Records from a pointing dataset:
'''

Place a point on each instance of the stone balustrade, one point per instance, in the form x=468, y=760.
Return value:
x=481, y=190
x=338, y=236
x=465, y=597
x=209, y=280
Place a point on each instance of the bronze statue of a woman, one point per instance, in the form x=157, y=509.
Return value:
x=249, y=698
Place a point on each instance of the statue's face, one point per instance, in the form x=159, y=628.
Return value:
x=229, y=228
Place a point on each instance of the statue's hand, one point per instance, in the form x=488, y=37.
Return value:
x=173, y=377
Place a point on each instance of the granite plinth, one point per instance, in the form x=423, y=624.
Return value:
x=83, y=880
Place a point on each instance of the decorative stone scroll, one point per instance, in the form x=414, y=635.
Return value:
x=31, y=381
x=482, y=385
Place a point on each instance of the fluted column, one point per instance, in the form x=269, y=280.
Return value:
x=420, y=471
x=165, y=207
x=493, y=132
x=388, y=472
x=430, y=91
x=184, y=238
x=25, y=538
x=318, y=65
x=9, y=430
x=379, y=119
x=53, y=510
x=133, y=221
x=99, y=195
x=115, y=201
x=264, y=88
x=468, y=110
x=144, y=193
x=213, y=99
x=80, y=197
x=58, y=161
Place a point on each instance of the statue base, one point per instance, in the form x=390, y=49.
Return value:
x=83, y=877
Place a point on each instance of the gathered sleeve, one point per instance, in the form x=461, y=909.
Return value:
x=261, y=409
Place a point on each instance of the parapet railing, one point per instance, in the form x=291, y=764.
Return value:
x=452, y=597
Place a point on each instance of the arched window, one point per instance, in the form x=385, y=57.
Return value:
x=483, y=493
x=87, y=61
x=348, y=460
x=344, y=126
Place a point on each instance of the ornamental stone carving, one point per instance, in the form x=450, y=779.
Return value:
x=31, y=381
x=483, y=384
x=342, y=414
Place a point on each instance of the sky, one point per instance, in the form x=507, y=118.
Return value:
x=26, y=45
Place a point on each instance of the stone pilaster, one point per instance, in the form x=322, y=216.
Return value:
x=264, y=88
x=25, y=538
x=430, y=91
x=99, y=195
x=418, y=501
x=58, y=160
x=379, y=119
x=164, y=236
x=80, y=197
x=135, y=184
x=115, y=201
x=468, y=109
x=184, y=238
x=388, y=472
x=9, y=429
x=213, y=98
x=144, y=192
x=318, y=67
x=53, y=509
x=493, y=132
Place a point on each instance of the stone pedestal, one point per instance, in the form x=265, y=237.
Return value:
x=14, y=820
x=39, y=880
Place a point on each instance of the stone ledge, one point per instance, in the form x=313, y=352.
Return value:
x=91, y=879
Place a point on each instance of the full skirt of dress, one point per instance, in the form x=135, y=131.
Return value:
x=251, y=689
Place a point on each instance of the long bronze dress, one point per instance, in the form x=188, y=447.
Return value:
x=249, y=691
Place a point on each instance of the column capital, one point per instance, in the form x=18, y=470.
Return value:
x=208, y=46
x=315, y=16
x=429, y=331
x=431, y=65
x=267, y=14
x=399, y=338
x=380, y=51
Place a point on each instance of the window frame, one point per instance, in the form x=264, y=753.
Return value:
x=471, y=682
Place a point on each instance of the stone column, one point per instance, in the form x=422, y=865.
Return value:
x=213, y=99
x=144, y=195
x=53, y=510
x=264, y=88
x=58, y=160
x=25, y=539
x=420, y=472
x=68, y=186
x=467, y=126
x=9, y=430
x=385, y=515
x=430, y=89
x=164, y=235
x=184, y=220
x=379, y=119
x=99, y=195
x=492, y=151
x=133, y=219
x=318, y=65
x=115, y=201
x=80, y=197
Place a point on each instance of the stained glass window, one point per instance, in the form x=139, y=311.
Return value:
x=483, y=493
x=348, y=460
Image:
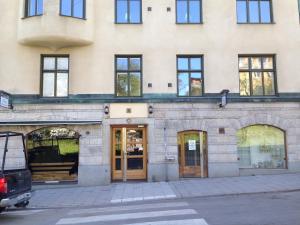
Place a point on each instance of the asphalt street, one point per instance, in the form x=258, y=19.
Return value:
x=249, y=209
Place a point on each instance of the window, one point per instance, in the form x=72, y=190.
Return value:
x=33, y=8
x=128, y=76
x=189, y=11
x=55, y=76
x=257, y=75
x=262, y=147
x=73, y=8
x=190, y=75
x=129, y=11
x=254, y=11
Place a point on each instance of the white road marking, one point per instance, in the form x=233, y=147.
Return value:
x=129, y=207
x=119, y=200
x=174, y=222
x=22, y=212
x=127, y=216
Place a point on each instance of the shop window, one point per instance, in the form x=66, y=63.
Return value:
x=33, y=8
x=261, y=147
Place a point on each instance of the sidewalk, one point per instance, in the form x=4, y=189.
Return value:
x=73, y=195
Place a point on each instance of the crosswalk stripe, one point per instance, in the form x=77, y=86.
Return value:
x=140, y=215
x=174, y=222
x=129, y=207
x=22, y=212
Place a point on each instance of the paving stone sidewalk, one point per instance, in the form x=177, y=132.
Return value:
x=73, y=195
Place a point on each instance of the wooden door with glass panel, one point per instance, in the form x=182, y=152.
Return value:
x=192, y=152
x=129, y=153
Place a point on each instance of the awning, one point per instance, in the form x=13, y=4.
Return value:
x=44, y=123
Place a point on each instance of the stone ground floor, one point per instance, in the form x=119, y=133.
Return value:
x=157, y=142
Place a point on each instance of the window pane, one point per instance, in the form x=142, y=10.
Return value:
x=269, y=83
x=135, y=84
x=135, y=11
x=49, y=63
x=39, y=7
x=122, y=84
x=253, y=12
x=265, y=11
x=122, y=11
x=261, y=146
x=48, y=84
x=244, y=84
x=134, y=64
x=241, y=8
x=195, y=11
x=122, y=64
x=66, y=8
x=78, y=8
x=182, y=16
x=268, y=62
x=195, y=63
x=257, y=83
x=62, y=63
x=256, y=63
x=196, y=84
x=244, y=63
x=183, y=84
x=62, y=84
x=183, y=63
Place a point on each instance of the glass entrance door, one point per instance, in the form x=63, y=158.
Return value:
x=129, y=153
x=192, y=150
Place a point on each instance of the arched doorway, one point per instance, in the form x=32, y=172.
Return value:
x=53, y=154
x=192, y=154
x=261, y=147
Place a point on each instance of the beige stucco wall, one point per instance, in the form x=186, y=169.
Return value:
x=158, y=39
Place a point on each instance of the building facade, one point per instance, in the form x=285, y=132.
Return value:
x=132, y=89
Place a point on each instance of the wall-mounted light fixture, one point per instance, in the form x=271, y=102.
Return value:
x=150, y=109
x=106, y=110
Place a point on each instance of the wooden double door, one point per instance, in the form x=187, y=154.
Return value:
x=129, y=153
x=192, y=154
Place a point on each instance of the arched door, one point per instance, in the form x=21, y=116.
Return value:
x=192, y=154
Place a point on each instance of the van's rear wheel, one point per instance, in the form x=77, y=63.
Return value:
x=22, y=204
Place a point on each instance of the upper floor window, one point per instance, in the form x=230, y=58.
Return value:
x=73, y=8
x=254, y=11
x=33, y=8
x=190, y=75
x=128, y=11
x=188, y=11
x=128, y=76
x=257, y=75
x=55, y=76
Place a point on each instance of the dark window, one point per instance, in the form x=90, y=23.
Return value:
x=254, y=11
x=73, y=8
x=257, y=75
x=189, y=11
x=33, y=8
x=128, y=76
x=55, y=76
x=128, y=11
x=190, y=75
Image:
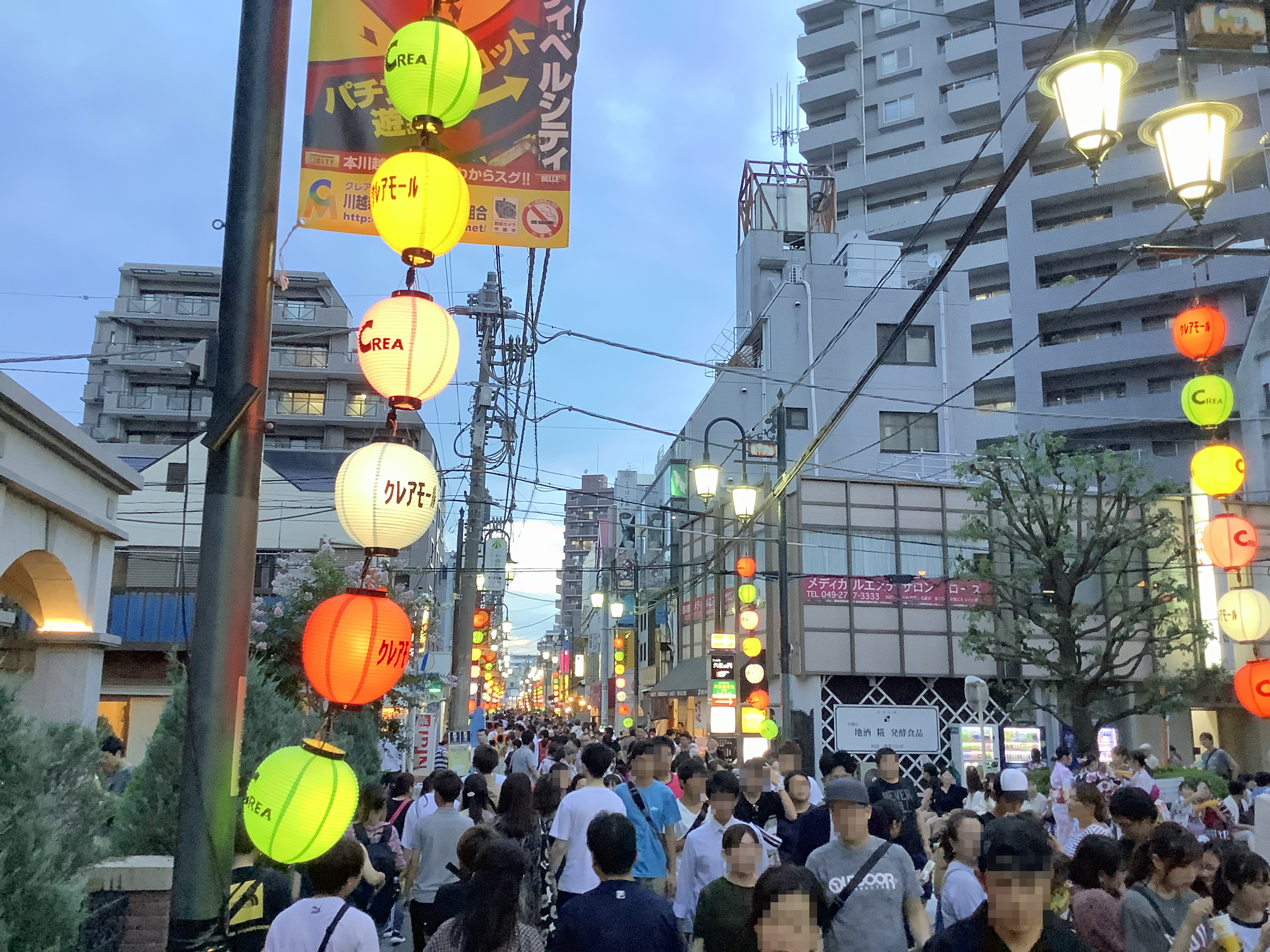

'''

• [PROBLEM DESCRIPTION]: Arrange all of the lines above as a numbered list, skipping any blank lines. Omit the pictures from your answer.

• [RESPONSE TO THIS EXERCISE]:
1. Place a point on each instance of the stone balustrade, one point per instance, in the form x=468, y=760.
2. Return value:
3. x=481, y=190
4. x=338, y=236
5. x=465, y=597
6. x=209, y=280
7. Place a point on each instance of the bronze statue of a woman, one point per instance, in the form x=157, y=509.
8. Return value:
9. x=249, y=698
10. Place a point on each instance of the statue's face, one point per instance, in the form x=159, y=628.
11. Return value:
12. x=229, y=228
13. Place a point on each instance of the statue's hand, one point per instance, in the form x=488, y=37.
14. Return value:
15. x=173, y=377
16. Place a point on each instance of the granite plinth, one point per instance, in the form x=423, y=624.
17. Return value:
18. x=83, y=880
19. Place a point on each instance of the decorative stone scroll, one point per instance, in the form x=414, y=635.
20. Return value:
21. x=31, y=381
22. x=482, y=385
23. Place a point on each instance of the fluted column, one point per instance, in the form x=269, y=280.
24. Return value:
25. x=420, y=471
26. x=165, y=207
27. x=493, y=132
28. x=388, y=472
29. x=430, y=91
30. x=184, y=238
31. x=25, y=538
32. x=318, y=65
33. x=9, y=430
34. x=379, y=119
35. x=53, y=510
36. x=133, y=221
37. x=99, y=195
38. x=115, y=201
39. x=264, y=88
40. x=468, y=110
41. x=144, y=193
42. x=213, y=99
43. x=80, y=197
44. x=58, y=161
45. Place a point on each instance of the statue base, one point per instance, in the form x=390, y=49.
46. Return value:
47. x=83, y=877
48. Place a point on each instance of the gathered sleeve, one point per instance, in the form x=461, y=909.
49. Return value:
50. x=261, y=409
51. Place a point on each instance of the parapet railing, one point per instance, in the form x=291, y=764.
52. Return value:
53. x=452, y=597
54. Place a point on each instance of the arched window, one point per instance, in the form x=385, y=57.
55. Return value:
56. x=483, y=493
57. x=87, y=61
58. x=348, y=460
59. x=344, y=126
60. Place a point on each instance of the ornamental stone carving, one point per instance, in the form x=450, y=779.
61. Return value:
62. x=31, y=381
63. x=483, y=384
64. x=342, y=414
65. Place a point on each instance of the sky, one point per instance, in the form x=507, y=118.
66. Return value:
67. x=26, y=45
68. Place a point on each instance of the stone pilaster, one point per instance, in the form x=322, y=216.
69. Return value:
70. x=264, y=88
71. x=25, y=538
72. x=430, y=91
73. x=99, y=195
74. x=418, y=501
75. x=58, y=160
76. x=379, y=119
77. x=164, y=236
78. x=80, y=197
79. x=135, y=184
80. x=115, y=201
81. x=468, y=109
82. x=184, y=238
83. x=388, y=472
84. x=9, y=429
85. x=213, y=98
86. x=144, y=192
87. x=318, y=67
88. x=53, y=509
89. x=493, y=132
90. Place a point on each instance of the stone pedestal, one point per instance, in the form x=265, y=237.
91. Return value:
92. x=14, y=820
93. x=39, y=880
94. Place a point on each instance of the stone ledge, one point per instance, in the form x=313, y=352.
95. Return value:
96. x=91, y=879
97. Place a point on each instance of the full skirt of dress, one point per instance, in the form x=135, y=131.
98. Return value:
99. x=251, y=689
100. Place a point on each instance of the long bronze dress, one point per instance, in the form x=188, y=447.
101. Return value:
102. x=249, y=691
103. Place a point on each instance of the column capital, one point per instance, in the form x=18, y=470.
104. Return value:
105. x=208, y=46
106. x=315, y=16
107. x=429, y=331
108. x=431, y=65
109. x=267, y=14
110. x=399, y=338
111. x=380, y=51
112. Place a point on each instance of the window frame, one point per instance, in the form x=264, y=753.
113. Return value:
114. x=471, y=682
115. Place a point on each instance of the stone column, one point per instance, in the form x=422, y=865.
116. Return value:
117. x=213, y=99
118. x=144, y=195
119. x=53, y=510
120. x=264, y=88
121. x=58, y=160
122. x=25, y=539
123. x=420, y=472
124. x=68, y=186
125. x=467, y=126
126. x=9, y=430
127. x=385, y=515
128. x=430, y=89
129. x=164, y=235
130. x=184, y=220
131. x=379, y=119
132. x=99, y=195
133. x=492, y=151
134. x=133, y=219
135. x=318, y=65
136. x=115, y=201
137. x=80, y=197
138. Place a point on each instance of the stained glass window, one point per instance, in the form x=139, y=311.
139. Return value:
140. x=483, y=493
141. x=348, y=460
142. Image:
143. Place a point on each instance of the asphalt street, one point per instance, in the form x=258, y=19.
144. Return value:
145. x=249, y=209
146. Place a point on each instance of the window, one point per instance, in the form x=72, y=190.
147. Return value:
148. x=33, y=8
149. x=128, y=76
150. x=189, y=11
151. x=55, y=76
152. x=257, y=75
153. x=262, y=147
154. x=73, y=8
155. x=190, y=75
156. x=129, y=11
157. x=254, y=11
158. Place a point on each instance of the white road marking, one point per instance, in the form x=233, y=147.
159. Return value:
160. x=129, y=207
161. x=119, y=200
162. x=174, y=222
163. x=22, y=212
164. x=127, y=216
165. Place a point on each instance of the shop window, one point per instance, in the form x=66, y=63.
166. Return value:
167. x=33, y=8
168. x=261, y=147
169. Place a point on each instance of the sidewalk, one point per instance, in the form x=4, y=189.
170. Return value:
171. x=73, y=195
172. Place a point on each instance of the crosswalk stripe, one point per instance, in the form x=77, y=86.
173. Return value:
174. x=140, y=215
175. x=174, y=222
176. x=129, y=207
177. x=22, y=212
178. Place a point on each instance of the paving stone sidewalk, one point per instance, in the form x=177, y=132.
179. Return value:
180. x=73, y=195
181. Place a point on each instance of the wooden door with glass panel, one point per instance, in the form x=182, y=152.
182. Return value:
183. x=192, y=152
184. x=129, y=153
185. Place a point on each instance of the awning, one point per instance, in the form x=13, y=4.
186. Return value:
187. x=44, y=123
188. Place a point on each instance of the stone ground floor, one point per instance, in the form x=119, y=133.
189. Return value:
190. x=157, y=142
191. Place a point on each instance of the window pane, one point per instance, in the form x=142, y=10.
192. Return value:
193. x=269, y=83
194. x=135, y=84
195. x=135, y=11
196. x=49, y=63
197. x=39, y=7
198. x=122, y=84
199. x=253, y=12
200. x=265, y=11
201. x=122, y=11
202. x=261, y=146
203. x=48, y=84
204. x=244, y=84
205. x=134, y=64
206. x=241, y=8
207. x=195, y=11
208. x=122, y=64
209. x=66, y=8
210. x=78, y=8
211. x=182, y=16
212. x=268, y=62
213. x=195, y=63
214. x=257, y=83
215. x=62, y=63
216. x=256, y=63
217. x=196, y=84
218. x=244, y=63
219. x=183, y=84
220. x=62, y=84
221. x=183, y=63
222. Place a point on each instance of the glass entrance door, one point per instance, in the form x=63, y=158.
223. Return value:
224. x=129, y=153
225. x=192, y=150
226. Place a point on each instance of the arched doorway, one point per instance, in the form x=32, y=172.
227. Return value:
228. x=53, y=154
229. x=192, y=154
230. x=261, y=147
231. Place a point on each instance of the beige stucco wall, one point per instance, in the form x=186, y=169.
232. Return value:
233. x=158, y=39
234. Place a point on each instance of the building facade, one point per instance, in the form x=285, y=132.
235. Return value:
236. x=132, y=89
237. Place a point on each instance of the wall-mounted light fixture, one point per instance, in the form x=271, y=102.
238. Return value:
239. x=150, y=109
240. x=106, y=110
241. Place a point on each instance of the wooden double door, one point per instance, in the form x=187, y=154.
242. Return value:
243. x=129, y=153
244. x=192, y=154
245. Place a point on each instance of the arched door, one point per instance, in the form x=21, y=116.
246. Return value:
247. x=192, y=154
248. Place a point on each instance of the van's rear wheel, one point per instance, in the form x=77, y=63.
249. Return value:
250. x=22, y=204
251. Place a point on each instance of the upper floor window, one point per instance, in the form x=230, y=58.
252. Return value:
253. x=73, y=8
254. x=254, y=11
255. x=33, y=8
256. x=190, y=75
257. x=128, y=11
258. x=188, y=11
259. x=128, y=76
260. x=257, y=75
261. x=55, y=76
262. Place a point on each instance of the dark window, one point per instance, in the form x=90, y=23.
263. Return value:
264. x=254, y=11
265. x=73, y=8
266. x=257, y=75
267. x=189, y=11
268. x=33, y=8
269. x=128, y=76
270. x=55, y=76
271. x=128, y=11
272. x=190, y=75
273. Image:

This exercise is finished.